EL PROBLEMA: Copia sin cambios las líneas de los registros que aparecen más abajo: comienza en la línea que contiene "Audit instructions — the first annotator's boxes for rock cliff" y detente después de la línea que contiene "[0,104,446,287]".

Registros de cuadros delimitadores:
◆ ◆ ◆ ◆

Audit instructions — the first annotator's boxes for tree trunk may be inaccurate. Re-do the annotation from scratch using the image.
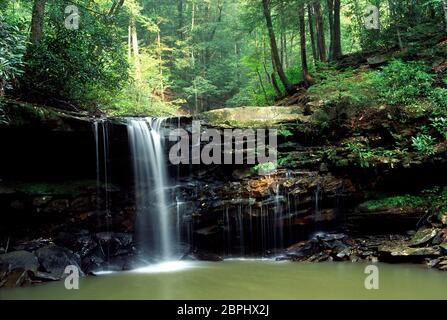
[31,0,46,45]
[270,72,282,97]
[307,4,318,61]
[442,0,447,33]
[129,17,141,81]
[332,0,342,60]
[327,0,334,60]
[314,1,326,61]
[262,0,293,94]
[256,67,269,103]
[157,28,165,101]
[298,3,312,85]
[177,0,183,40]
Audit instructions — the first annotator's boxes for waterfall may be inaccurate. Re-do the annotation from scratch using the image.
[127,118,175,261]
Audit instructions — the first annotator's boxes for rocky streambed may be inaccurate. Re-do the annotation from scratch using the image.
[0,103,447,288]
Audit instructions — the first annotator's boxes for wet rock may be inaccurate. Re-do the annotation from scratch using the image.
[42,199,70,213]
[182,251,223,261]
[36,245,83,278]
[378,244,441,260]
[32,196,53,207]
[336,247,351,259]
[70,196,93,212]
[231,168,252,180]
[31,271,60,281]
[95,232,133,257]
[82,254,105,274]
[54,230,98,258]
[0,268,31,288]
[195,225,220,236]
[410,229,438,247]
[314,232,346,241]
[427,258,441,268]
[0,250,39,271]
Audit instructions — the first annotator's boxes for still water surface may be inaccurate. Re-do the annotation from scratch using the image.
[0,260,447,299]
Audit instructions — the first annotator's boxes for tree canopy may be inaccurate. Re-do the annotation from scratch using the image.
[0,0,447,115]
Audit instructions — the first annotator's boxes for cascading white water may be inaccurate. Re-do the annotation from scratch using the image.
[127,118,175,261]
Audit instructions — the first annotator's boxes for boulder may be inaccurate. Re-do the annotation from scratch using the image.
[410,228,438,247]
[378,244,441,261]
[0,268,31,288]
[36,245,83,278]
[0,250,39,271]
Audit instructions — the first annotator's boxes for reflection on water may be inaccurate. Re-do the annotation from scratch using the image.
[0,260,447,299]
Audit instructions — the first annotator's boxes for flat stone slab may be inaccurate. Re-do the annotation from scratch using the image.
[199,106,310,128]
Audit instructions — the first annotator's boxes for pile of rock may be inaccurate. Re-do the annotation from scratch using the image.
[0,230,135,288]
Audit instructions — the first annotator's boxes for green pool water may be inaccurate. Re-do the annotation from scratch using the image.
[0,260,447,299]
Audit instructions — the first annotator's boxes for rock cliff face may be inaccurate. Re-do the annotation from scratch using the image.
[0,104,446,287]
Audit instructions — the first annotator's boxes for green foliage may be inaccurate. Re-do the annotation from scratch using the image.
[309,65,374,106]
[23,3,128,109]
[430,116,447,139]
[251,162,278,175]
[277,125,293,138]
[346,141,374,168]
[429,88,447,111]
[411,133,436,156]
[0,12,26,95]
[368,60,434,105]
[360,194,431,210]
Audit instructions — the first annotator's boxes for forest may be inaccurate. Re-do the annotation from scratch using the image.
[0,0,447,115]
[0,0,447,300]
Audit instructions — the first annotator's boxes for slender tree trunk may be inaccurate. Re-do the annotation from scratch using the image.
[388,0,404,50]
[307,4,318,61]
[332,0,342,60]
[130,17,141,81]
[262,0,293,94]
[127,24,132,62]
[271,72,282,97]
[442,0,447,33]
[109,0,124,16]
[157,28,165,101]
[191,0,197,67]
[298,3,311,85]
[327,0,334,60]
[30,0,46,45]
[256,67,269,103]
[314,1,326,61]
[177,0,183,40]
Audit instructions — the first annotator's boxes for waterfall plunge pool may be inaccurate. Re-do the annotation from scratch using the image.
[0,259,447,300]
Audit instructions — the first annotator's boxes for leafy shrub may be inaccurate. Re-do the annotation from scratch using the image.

◆ ◆ ◆ ◆

SOLUCIÓN COMPLETA:
Audit instructions — the first annotator's boxes for rock cliff face may be inaccurate. Re-do the annotation from scratch using the image.
[0,104,446,287]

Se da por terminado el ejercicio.